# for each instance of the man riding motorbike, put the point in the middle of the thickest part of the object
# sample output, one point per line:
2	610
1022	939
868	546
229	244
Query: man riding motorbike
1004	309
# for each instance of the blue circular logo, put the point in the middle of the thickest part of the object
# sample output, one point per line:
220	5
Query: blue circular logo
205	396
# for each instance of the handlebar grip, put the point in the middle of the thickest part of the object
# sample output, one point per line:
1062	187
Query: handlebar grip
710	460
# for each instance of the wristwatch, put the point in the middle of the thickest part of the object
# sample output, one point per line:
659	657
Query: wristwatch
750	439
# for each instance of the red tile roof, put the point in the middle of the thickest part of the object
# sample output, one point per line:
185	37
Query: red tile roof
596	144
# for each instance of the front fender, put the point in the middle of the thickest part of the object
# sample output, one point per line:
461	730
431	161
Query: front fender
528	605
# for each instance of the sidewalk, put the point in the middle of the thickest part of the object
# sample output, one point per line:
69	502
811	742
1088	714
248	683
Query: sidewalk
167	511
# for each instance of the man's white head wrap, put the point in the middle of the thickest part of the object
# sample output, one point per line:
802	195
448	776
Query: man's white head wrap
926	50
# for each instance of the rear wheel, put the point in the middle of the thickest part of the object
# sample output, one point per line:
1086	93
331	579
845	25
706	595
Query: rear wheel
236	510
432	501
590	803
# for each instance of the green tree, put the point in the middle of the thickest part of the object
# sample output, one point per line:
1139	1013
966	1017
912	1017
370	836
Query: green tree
──────
> _TASK PROMPT_
An exact copy of the listing above is all the answer should hold.

> _RESPONSE TO THIS TASK_
# for each instance of the man riding motorbike, put the point in the middle of the thickest part of the object
# sample output, one point per line:
2	610
1022	939
868	546
229	244
Query: man riding motorbike
1004	309
# for each instance of the blue circular logo, put the point in the middle of the thickest part of the object
# sample output, one point per line:
220	5
Query: blue circular logo
205	396
# for each instance of the handlebar grip, put the point in the middle of the thickest part of the object
# sample output, one point per line:
1062	187
Query: handlebar grip
710	460
# for each instance of the wristwatch, put the point in the middle of the thickest part of the object
# sample output, one point per line:
659	657
Query: wristwatch
750	439
# for each instance of the red tile roof, put the point in the middle of the thickest part of the object
# sample output, one point per line:
185	37
Query: red tile roof
596	144
# for each instance of the front fender, put the point in the middle of the thickest part of the object
# sample output, one point per line:
461	730
431	161
Query: front fender
528	605
# for each instance of the sidewalk, put the point in the middle of the thickest part of the object
# sample output, one point per line:
69	502
811	742
1088	714
248	683
Query: sidewalk
167	511
# for each instance of the man's white head wrap, put the point in the middle of the thickest part of the object
# sample output, one point per line:
802	195
448	776
Query: man's white head wrap
926	50
# for each instance of the rear wheel, put the point in the middle of the thickest part of the object
# sample output, one point per line:
1086	93
331	579
845	25
706	595
Query: rear wheel
236	510
432	501
590	803
# for each instance of the green tree, put the point in the middle of the thickest part of the object
# sample output, one point per line:
1139	1013
966	1017
912	1017
370	836
Query: green tree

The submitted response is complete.